● DO THIS: Restate each entry word for word, leaving nothing out.

● EXERCISE DATA:
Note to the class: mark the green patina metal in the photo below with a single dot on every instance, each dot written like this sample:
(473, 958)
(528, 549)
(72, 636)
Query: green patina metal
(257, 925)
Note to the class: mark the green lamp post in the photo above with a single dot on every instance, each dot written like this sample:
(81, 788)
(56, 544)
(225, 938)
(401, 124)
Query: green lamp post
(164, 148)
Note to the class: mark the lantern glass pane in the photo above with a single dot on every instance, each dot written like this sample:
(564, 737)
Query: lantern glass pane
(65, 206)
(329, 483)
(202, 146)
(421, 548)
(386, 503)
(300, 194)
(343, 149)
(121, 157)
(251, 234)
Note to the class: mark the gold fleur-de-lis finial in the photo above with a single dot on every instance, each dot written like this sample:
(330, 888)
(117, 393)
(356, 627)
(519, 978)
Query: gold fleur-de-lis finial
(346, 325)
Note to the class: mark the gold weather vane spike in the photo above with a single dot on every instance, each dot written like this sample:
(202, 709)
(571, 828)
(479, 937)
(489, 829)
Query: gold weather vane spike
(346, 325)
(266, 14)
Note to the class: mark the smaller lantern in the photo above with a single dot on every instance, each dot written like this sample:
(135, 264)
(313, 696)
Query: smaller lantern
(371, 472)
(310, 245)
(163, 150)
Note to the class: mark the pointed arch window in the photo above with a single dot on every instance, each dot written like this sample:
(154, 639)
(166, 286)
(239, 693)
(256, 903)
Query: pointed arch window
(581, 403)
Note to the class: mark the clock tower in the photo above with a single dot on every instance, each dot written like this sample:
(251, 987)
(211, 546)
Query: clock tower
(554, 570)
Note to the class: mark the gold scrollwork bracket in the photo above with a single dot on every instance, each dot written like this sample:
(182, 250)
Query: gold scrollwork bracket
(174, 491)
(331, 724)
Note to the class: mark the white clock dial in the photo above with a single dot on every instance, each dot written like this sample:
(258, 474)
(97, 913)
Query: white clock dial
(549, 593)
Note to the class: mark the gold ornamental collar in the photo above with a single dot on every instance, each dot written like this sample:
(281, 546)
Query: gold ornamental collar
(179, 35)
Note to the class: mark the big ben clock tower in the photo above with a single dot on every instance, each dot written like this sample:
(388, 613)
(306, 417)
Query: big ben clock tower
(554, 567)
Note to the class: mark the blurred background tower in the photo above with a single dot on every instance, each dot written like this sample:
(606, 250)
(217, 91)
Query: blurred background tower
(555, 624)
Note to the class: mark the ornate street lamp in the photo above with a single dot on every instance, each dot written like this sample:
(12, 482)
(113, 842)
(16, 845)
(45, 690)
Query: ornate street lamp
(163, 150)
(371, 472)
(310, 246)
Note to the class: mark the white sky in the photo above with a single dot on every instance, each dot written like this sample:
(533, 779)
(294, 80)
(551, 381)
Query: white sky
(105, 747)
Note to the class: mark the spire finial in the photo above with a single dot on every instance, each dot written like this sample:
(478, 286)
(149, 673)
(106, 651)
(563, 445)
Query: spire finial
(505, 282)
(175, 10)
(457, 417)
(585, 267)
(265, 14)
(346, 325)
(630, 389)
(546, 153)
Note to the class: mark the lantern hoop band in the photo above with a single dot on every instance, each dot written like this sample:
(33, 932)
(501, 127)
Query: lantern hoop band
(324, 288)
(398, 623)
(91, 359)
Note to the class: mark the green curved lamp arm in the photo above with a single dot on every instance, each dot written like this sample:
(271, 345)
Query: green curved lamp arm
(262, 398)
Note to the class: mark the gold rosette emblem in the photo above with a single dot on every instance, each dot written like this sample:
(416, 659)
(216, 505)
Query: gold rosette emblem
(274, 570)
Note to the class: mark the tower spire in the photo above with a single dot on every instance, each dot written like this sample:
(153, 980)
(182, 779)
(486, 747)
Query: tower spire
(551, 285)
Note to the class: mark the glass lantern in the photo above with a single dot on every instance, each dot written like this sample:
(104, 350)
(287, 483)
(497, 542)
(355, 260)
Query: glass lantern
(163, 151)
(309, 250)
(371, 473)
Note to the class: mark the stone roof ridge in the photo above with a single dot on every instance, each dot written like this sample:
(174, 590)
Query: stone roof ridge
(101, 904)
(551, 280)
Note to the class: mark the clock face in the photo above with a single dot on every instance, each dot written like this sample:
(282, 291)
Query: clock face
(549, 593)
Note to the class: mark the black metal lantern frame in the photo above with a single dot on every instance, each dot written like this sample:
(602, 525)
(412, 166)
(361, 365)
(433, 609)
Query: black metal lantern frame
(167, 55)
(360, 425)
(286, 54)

● ANSWER TO THIS TASK:
Note to the class: mark the green patina metal in the photo below with a single dot on every instance, each dot written like this sample:
(473, 958)
(528, 549)
(72, 636)
Query: green patina metal
(257, 925)
Note to the class: mark the green lamp post in the photo above with a single dot on every instance, each dot written like this sample:
(81, 788)
(56, 544)
(225, 938)
(401, 124)
Query: green lamp post
(164, 148)
Note to the class: mark the lantern glass pane in the photo above with a single dot on every instance, each dot written like this sample:
(564, 737)
Query: lantern glass pane
(65, 206)
(329, 483)
(202, 146)
(421, 548)
(386, 503)
(300, 194)
(343, 149)
(121, 157)
(251, 234)
Note to the class: mark the gold fleur-de-lis finial in the photo above with a single dot on every instance, each dot written like this sample:
(330, 888)
(117, 393)
(356, 627)
(519, 978)
Query: gold fleur-de-lis finial
(346, 325)
Note to the class: mark the gold weather vane spike in the photo above with a single dot on every instance, each dot written like this sample:
(202, 709)
(571, 828)
(479, 937)
(489, 829)
Query: gold weather vane spike
(346, 325)
(266, 14)
Note to the class: mark the smaller lantern in the photo above with a single dot on every instance, each dot written like this sample:
(135, 264)
(313, 696)
Query: smaller lantern
(371, 472)
(310, 245)
(163, 150)
Note to the class: mark the pointed arch window in the photo above with a single dot on every instance, each dot written like this sample:
(154, 639)
(166, 286)
(239, 693)
(256, 903)
Query: pointed arch window
(581, 403)
Note to the class: mark the clock tower in the photo above with a single dot on every instance, each dot written like this sample:
(251, 987)
(211, 546)
Query: clock tower
(554, 570)
Note to the class: mark the gold scrollwork bracket in the photo above with a single dot on every instance, each dot written like this sample:
(182, 250)
Query: gold scrollwork bracket
(174, 491)
(331, 724)
Note to the class: mark the white clock dial in the photo above with a single dot on every instance, each dot written like this sample:
(258, 474)
(97, 913)
Query: white clock dial
(549, 593)
Note to the class: mark the gold ornamental collar in the photo above with a single dot on every instance, each dot written like this sample:
(281, 546)
Query: gold ornamental collar
(179, 35)
Note to the class: mark the big ben clock tower in the photo above with a single dot on every instance, each dot written like this sample:
(388, 613)
(306, 417)
Query: big ben clock tower
(554, 567)
Note to the class: mark the blurred background tower in the photo above with a single dot on every instance, each dot written like this sample:
(606, 250)
(217, 91)
Query: blurred background tower
(555, 624)
Note to the class: mark the ornate street lamp in the photo above with a single dot on every instance, each dot written like this sample:
(12, 482)
(113, 842)
(16, 845)
(45, 690)
Query: ornate street lamp
(163, 150)
(371, 472)
(310, 246)
Note to the class: mark the white sky in the photo above with a single dot on every instance, each dot written like this sample:
(533, 779)
(294, 80)
(551, 381)
Query: white sky
(105, 747)
Note to the class: mark the spire finial in the photo above with a single dot on every instance, each dot written like this sample:
(478, 286)
(149, 673)
(106, 651)
(563, 445)
Query: spire finial
(505, 282)
(175, 10)
(457, 417)
(585, 267)
(265, 14)
(346, 325)
(630, 389)
(546, 153)
Note to the class: mark the lantern hoop band in the photo above with a single dot on every instance, each dot written like this sample:
(33, 932)
(501, 127)
Query: lantern hoop band
(324, 288)
(398, 623)
(91, 359)
Note to the class: mark the green curved lamp arm in the photo above with a single dot on every instance, each dot written like this sample:
(271, 345)
Query: green curved lamp arm
(262, 398)
Note to the class: mark the gold rosette emblem in the photo above with a single dot on every instance, each dot written like this sample:
(416, 659)
(216, 505)
Query: gold rosette emblem
(274, 570)
Note to the class: mark the tower spire in the photo above with a single dot on every instance, each dot written like this sample:
(153, 980)
(182, 779)
(486, 747)
Query: tower spire
(551, 285)
Note to the class: mark the glass lantern in the photo above with a single dot on every instance, each dot written like this sample:
(104, 350)
(287, 483)
(497, 542)
(355, 260)
Query: glass lantern
(163, 151)
(309, 250)
(371, 473)
Note to the class: mark the stone roof ridge in the photo above with a single dot on every instance, each dot written like this sample:
(174, 590)
Query: stone roof ridge
(101, 904)
(551, 280)
Note to the class: mark the clock face in the photo above with a single dot on every instance, each dot written like this sample:
(282, 291)
Query: clock face
(549, 593)
Note to the class: mark the black metal lantern frame in the photo above with a single dot on every instance, each dot written like this sample:
(602, 525)
(412, 166)
(361, 365)
(433, 609)
Query: black metal lantern frame
(167, 55)
(360, 425)
(286, 54)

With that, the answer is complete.